-- Extracted material follows --

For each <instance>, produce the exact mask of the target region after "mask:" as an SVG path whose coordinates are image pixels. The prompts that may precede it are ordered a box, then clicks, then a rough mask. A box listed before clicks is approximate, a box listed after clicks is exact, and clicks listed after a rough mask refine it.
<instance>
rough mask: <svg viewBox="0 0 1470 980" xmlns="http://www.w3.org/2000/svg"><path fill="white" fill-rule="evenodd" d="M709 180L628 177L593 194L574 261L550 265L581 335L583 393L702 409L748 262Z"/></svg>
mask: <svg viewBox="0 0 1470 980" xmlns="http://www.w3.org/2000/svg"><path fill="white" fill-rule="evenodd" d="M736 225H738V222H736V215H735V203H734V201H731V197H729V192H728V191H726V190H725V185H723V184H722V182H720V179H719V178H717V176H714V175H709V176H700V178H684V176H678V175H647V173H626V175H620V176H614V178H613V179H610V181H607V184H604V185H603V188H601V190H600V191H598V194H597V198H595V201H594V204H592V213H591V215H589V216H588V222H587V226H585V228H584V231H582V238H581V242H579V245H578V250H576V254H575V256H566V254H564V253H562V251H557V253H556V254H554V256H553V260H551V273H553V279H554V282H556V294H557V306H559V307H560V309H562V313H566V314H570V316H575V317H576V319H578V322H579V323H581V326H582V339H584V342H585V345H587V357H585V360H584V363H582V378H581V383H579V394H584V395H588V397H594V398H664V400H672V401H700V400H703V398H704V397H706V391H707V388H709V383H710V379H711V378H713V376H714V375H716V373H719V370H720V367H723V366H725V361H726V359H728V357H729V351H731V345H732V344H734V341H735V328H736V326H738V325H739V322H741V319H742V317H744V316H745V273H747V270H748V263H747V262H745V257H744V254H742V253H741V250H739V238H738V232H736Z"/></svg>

-- Extracted material concluded --
-- Extracted material follows --

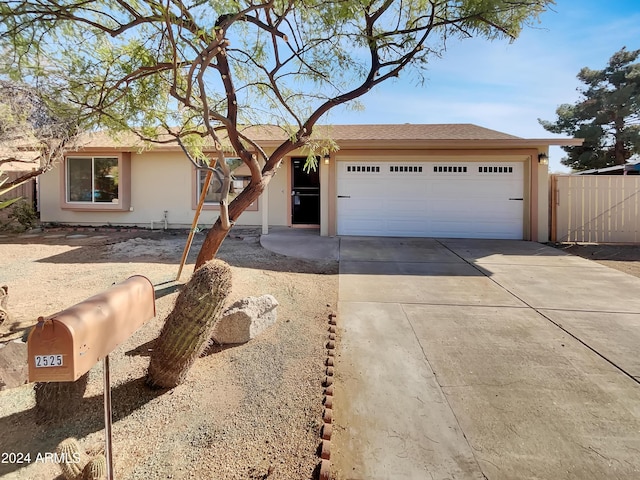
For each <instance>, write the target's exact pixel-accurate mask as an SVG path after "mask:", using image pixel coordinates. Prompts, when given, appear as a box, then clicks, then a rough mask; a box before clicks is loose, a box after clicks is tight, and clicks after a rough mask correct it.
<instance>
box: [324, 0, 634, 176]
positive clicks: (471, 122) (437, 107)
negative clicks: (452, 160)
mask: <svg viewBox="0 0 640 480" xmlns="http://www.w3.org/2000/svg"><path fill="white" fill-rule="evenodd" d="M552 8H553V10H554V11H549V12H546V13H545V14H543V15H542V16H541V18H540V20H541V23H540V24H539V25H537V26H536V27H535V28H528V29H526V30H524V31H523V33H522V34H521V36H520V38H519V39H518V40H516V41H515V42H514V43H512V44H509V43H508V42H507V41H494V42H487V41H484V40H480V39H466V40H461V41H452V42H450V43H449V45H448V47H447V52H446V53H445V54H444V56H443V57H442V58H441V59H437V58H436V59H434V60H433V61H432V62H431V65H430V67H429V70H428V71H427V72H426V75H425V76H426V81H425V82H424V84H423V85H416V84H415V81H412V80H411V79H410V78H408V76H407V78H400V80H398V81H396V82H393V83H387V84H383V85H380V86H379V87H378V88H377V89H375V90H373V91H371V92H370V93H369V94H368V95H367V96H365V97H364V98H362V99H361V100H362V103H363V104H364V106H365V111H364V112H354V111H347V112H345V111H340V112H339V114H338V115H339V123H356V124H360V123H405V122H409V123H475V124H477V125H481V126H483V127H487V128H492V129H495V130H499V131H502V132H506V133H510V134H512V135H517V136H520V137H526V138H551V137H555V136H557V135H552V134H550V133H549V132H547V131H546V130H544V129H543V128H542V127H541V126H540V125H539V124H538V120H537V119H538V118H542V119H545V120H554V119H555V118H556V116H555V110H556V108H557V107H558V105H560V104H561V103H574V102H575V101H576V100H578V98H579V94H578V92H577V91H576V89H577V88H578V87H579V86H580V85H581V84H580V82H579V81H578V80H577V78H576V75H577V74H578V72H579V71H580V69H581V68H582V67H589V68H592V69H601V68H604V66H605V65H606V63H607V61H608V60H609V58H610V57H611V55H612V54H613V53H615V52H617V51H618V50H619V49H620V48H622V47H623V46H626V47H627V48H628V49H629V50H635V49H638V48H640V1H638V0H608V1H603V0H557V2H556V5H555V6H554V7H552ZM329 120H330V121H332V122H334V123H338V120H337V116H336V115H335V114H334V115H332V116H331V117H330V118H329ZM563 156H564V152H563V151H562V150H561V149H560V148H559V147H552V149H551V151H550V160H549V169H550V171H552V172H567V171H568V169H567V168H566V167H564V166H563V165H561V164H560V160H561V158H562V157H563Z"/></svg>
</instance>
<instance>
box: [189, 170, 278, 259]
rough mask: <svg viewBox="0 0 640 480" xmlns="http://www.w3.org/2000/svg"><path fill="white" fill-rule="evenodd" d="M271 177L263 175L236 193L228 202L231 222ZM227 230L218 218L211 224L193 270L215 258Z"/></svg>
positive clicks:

-- Extracted material concluded --
-- Extracted material follows --

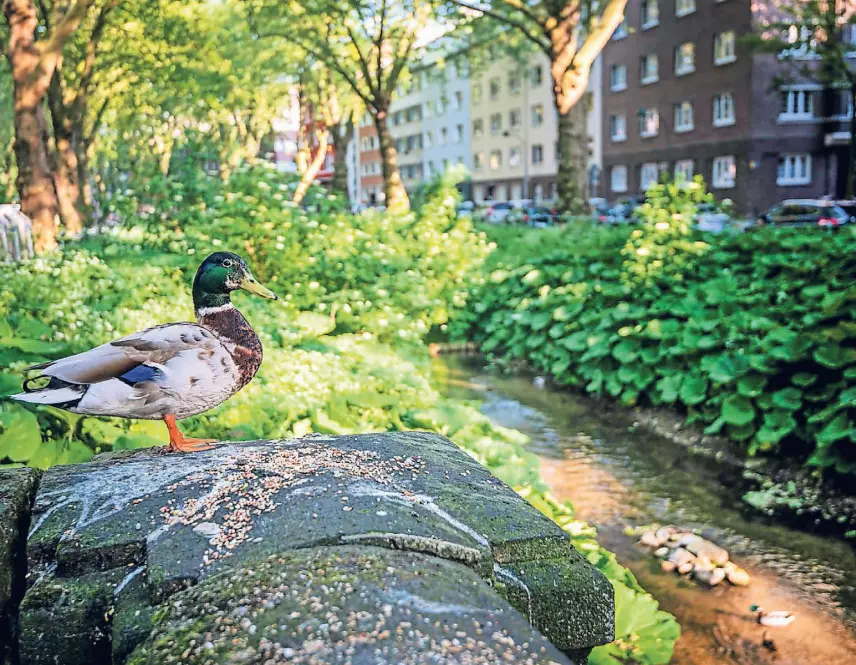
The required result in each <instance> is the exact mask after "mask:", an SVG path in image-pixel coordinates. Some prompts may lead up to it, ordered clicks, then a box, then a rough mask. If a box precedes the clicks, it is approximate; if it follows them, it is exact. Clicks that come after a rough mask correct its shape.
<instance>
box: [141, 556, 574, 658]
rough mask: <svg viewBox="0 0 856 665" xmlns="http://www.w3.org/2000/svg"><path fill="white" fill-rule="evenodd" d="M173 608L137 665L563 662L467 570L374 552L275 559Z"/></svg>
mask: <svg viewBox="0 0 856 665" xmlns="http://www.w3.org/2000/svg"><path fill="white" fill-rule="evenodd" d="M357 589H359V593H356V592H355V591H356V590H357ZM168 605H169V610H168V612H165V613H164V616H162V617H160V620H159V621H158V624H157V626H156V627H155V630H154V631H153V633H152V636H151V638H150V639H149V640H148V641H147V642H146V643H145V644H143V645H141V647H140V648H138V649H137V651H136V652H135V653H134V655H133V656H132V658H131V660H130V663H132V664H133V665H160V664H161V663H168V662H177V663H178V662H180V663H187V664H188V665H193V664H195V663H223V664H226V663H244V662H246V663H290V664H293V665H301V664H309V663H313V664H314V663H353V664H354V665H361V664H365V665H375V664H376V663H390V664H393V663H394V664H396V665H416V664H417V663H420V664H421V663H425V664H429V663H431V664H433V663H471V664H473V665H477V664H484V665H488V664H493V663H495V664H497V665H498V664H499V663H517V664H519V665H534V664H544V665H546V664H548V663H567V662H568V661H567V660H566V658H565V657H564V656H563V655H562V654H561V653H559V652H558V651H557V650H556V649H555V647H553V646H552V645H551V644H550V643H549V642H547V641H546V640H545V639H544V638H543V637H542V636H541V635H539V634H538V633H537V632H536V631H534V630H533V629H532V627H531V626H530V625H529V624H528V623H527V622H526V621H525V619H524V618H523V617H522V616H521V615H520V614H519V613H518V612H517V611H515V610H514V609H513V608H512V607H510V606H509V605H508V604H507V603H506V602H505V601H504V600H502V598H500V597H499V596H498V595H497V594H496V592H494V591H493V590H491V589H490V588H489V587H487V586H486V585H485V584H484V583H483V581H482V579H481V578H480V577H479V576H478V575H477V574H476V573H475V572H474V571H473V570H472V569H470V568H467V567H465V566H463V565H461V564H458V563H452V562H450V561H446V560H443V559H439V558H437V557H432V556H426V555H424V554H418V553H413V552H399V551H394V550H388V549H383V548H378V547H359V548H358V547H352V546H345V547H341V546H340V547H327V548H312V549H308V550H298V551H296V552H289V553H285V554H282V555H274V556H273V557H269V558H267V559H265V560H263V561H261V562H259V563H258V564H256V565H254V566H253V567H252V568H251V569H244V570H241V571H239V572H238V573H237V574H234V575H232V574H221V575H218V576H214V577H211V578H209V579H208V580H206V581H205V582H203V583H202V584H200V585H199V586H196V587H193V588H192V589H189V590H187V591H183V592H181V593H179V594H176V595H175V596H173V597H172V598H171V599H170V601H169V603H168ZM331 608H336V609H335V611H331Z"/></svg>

-- Extracted material concluded --

**Action item:**
Only lines that include "target" belong in the answer; copy all of them from the listing.

**Response:**
For each <instance>, produce the exact mask of the target region after "mask:" as an SVG path whose coordinates are image pixels. The prompts that may precede it are ordered a box, then clicks, then a rough mask. A box listed before clicks is approximate, a box listed after clicks is exact, and clicks listed after a rough mask refine it.
For each <instance>, write the target's exact pixel-accurate mask as an SVG path after "mask:", using image pixel coordinates. Prompts, when given, appear as a box, then clicks, then a rough mask; a box before clicks is loose, a box after clicks is tight, and clicks after a rough mask correct it.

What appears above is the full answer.